(Excerpts from point annotation data)

-=-=-

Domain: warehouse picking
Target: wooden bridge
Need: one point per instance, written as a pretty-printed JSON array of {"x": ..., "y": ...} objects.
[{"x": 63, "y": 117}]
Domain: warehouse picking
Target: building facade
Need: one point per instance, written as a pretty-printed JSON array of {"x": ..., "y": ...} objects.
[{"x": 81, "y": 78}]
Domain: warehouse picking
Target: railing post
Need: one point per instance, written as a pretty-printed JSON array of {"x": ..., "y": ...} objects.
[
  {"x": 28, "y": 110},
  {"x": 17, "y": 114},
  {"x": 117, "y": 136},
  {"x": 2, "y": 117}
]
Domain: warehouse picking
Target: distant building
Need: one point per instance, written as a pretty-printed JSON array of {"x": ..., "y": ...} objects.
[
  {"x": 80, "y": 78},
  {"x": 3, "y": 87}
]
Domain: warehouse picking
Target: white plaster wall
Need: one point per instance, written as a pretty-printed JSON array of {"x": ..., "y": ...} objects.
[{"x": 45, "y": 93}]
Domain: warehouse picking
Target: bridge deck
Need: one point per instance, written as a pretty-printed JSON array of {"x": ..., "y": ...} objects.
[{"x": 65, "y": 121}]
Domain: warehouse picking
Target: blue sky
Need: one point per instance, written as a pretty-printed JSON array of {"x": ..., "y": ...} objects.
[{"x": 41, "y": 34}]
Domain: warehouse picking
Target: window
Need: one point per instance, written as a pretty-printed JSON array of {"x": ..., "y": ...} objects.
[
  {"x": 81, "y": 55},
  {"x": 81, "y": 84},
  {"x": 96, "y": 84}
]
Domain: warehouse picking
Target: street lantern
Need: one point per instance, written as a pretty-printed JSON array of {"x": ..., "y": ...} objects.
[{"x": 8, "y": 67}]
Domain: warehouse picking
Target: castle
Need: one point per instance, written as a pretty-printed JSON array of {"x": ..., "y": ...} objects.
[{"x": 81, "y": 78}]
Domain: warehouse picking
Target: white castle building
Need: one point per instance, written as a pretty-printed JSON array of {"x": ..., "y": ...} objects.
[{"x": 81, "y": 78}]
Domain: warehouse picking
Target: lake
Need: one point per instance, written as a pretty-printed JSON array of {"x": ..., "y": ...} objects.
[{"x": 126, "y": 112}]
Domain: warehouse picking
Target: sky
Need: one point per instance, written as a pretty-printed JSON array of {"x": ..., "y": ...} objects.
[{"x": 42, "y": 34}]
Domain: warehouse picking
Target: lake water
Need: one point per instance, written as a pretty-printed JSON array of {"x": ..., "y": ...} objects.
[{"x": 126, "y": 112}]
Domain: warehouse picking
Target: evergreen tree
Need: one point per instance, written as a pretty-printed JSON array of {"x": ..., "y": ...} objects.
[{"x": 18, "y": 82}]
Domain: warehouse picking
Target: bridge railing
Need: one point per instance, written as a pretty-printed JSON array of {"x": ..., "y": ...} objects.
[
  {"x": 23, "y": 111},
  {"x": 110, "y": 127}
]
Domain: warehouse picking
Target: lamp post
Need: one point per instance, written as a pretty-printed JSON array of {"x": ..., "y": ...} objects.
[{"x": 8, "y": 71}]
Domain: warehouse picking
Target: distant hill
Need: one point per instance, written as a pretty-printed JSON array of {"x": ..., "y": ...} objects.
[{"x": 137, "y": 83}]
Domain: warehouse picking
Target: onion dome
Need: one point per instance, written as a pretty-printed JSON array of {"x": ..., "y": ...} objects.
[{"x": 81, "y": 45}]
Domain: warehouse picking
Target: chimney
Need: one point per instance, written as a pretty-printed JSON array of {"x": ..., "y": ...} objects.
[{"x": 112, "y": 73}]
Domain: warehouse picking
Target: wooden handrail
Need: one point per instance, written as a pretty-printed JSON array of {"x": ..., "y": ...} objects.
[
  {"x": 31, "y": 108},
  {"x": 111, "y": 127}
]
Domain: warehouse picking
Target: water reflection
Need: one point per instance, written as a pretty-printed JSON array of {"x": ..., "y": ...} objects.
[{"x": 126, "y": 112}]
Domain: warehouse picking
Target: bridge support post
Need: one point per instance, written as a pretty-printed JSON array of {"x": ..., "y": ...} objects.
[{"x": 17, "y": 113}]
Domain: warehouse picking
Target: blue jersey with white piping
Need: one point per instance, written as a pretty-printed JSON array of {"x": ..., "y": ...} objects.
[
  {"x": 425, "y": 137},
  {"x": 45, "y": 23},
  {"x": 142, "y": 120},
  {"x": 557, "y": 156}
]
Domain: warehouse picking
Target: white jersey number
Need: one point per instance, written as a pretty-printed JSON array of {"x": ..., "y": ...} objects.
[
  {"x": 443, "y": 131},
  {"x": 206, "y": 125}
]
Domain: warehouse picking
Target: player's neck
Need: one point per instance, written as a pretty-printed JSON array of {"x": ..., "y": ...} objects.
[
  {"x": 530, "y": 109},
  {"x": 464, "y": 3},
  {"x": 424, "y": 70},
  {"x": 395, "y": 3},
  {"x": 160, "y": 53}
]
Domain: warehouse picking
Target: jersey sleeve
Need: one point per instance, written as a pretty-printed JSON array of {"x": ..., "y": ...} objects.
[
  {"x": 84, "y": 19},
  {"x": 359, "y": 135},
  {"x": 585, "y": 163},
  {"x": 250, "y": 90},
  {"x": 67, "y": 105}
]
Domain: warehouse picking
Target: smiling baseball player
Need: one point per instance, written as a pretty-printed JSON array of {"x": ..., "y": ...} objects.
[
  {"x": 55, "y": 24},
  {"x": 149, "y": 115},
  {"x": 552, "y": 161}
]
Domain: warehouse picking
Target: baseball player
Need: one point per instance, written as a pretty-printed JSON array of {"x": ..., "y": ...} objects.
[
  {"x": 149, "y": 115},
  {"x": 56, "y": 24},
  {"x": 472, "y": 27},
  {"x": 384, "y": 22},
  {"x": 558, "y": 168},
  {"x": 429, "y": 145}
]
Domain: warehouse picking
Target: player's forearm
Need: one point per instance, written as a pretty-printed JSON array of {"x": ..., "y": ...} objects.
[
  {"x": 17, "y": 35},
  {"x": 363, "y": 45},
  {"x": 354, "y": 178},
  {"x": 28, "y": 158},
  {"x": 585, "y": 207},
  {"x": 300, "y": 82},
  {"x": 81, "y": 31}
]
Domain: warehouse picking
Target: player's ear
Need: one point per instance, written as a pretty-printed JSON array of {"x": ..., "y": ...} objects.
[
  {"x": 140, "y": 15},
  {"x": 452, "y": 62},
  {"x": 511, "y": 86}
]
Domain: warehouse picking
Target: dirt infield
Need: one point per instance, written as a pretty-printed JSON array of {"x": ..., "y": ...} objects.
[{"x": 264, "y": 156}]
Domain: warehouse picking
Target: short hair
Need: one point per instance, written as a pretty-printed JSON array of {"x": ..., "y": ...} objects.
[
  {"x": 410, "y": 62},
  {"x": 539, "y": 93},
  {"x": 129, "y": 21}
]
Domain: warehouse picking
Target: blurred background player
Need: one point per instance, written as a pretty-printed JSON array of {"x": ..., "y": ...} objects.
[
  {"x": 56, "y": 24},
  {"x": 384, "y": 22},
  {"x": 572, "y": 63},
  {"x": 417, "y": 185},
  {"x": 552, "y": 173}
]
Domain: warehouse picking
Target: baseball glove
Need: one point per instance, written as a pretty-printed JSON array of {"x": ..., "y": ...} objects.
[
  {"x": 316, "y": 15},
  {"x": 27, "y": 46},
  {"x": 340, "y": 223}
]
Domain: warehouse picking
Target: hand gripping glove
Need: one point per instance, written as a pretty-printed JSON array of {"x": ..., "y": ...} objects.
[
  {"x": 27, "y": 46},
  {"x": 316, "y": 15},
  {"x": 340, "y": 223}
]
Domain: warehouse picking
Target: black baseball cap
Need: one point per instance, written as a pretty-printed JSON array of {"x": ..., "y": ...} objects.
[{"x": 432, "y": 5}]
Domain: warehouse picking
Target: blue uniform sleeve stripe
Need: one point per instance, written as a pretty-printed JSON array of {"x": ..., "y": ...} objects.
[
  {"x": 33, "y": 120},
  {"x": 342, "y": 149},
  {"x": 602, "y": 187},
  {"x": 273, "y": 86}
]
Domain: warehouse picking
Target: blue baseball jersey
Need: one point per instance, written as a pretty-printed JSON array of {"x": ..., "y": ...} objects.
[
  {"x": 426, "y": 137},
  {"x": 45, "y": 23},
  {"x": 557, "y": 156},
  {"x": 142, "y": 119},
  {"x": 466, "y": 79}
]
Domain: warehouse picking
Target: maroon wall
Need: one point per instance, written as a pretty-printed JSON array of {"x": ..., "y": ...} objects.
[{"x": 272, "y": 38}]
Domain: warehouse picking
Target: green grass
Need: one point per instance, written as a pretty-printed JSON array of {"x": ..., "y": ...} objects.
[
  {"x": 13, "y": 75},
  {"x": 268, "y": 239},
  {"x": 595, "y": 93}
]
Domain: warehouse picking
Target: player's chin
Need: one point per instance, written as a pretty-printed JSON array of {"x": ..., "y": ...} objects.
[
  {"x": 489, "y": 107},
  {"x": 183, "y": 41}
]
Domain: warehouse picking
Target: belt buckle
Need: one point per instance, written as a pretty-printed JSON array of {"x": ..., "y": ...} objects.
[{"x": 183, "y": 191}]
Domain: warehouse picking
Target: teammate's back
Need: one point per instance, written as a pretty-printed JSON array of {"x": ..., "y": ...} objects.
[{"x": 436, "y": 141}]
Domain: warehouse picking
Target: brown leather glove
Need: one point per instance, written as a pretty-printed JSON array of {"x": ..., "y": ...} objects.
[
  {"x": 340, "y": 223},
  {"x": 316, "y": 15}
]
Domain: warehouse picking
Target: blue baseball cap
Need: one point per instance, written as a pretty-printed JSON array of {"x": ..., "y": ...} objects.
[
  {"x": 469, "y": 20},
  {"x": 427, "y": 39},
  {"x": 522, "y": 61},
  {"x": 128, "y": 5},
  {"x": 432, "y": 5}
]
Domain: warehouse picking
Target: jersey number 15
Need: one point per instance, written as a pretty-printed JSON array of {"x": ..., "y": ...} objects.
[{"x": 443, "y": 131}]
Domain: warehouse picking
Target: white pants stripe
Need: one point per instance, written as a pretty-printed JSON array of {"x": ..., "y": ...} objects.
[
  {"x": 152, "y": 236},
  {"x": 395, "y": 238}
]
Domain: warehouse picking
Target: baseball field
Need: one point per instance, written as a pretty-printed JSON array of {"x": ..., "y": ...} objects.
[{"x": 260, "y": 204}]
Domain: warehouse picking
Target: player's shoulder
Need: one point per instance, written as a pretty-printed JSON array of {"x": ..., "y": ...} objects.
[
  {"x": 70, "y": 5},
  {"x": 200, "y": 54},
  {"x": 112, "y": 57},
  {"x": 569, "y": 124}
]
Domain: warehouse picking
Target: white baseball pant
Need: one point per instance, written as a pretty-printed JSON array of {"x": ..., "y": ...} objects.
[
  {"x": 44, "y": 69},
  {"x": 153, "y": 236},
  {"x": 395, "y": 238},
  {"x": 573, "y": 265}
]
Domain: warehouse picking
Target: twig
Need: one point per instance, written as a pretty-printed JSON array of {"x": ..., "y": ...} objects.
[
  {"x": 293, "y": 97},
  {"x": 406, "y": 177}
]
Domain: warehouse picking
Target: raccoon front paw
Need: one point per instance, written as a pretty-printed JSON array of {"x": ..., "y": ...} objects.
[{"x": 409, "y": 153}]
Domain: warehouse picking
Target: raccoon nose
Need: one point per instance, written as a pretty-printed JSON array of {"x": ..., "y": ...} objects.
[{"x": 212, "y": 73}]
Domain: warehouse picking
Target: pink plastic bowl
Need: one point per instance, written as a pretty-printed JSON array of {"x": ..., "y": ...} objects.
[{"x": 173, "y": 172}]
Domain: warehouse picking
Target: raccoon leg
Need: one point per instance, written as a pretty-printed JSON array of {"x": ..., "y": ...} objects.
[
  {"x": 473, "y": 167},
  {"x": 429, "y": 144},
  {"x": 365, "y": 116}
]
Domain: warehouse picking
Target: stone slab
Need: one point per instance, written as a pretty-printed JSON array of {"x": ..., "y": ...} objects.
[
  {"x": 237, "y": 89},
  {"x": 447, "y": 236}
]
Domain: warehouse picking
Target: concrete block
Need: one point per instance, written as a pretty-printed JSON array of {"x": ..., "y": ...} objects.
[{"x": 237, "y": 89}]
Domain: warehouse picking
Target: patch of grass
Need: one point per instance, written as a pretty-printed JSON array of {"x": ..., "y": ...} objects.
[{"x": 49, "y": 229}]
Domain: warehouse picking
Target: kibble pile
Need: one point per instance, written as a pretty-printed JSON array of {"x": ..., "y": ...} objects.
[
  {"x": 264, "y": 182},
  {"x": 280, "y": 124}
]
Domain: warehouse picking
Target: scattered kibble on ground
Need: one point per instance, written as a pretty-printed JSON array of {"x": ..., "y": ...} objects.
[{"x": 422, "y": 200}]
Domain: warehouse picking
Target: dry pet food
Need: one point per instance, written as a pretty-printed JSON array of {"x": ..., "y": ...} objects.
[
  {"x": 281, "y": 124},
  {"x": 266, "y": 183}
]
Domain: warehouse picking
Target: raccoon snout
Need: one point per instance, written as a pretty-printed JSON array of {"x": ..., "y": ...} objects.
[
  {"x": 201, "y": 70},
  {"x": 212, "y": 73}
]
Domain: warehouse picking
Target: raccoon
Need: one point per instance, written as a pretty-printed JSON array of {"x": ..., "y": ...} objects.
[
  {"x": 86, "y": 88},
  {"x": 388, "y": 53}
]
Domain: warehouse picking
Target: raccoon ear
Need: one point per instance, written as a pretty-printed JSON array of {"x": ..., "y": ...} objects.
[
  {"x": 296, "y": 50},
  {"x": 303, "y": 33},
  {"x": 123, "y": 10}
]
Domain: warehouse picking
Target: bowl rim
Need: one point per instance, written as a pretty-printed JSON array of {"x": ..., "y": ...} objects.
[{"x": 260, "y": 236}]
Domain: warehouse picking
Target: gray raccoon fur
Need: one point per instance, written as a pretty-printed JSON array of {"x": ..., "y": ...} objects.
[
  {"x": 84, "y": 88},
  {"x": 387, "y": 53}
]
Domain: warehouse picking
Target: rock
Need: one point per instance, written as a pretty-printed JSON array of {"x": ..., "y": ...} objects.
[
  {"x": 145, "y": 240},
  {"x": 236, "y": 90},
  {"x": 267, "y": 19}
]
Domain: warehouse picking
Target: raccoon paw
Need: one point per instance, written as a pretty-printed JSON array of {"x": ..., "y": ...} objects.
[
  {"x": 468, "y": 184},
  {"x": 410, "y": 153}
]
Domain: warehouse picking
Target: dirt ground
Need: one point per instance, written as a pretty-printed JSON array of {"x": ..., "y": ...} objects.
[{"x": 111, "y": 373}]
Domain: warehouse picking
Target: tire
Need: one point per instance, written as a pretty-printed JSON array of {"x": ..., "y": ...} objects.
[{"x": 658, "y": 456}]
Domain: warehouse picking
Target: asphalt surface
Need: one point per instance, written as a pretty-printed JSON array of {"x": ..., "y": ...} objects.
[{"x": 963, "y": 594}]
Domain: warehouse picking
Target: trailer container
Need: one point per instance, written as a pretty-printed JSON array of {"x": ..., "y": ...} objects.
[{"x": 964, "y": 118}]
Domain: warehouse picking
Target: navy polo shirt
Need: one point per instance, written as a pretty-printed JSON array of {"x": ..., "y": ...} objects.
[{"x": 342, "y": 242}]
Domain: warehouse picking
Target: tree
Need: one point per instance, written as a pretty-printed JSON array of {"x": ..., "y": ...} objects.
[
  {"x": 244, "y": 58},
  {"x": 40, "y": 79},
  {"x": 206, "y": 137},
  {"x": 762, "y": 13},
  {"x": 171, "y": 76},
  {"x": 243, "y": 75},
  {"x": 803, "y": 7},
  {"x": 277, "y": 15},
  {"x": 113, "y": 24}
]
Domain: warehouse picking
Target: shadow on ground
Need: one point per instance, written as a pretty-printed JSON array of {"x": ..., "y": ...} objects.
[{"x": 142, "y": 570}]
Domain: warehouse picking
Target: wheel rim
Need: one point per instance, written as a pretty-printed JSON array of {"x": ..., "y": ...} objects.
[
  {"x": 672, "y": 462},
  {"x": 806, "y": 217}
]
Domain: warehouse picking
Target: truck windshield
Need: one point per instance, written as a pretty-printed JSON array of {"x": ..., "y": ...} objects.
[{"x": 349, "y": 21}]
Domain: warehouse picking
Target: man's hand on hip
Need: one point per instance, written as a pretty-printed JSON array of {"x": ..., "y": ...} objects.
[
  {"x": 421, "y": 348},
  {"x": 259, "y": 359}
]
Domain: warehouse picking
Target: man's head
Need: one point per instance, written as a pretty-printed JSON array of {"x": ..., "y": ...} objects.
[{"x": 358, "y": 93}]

-=-=-

**SHORT PROBLEM**
List every line above that contains the string "building", copying each one in full. Treat uppercase and lowercase as different.

**CORRECT OUTPUT**
Target: building facade
Target: distant building
Target: white castle building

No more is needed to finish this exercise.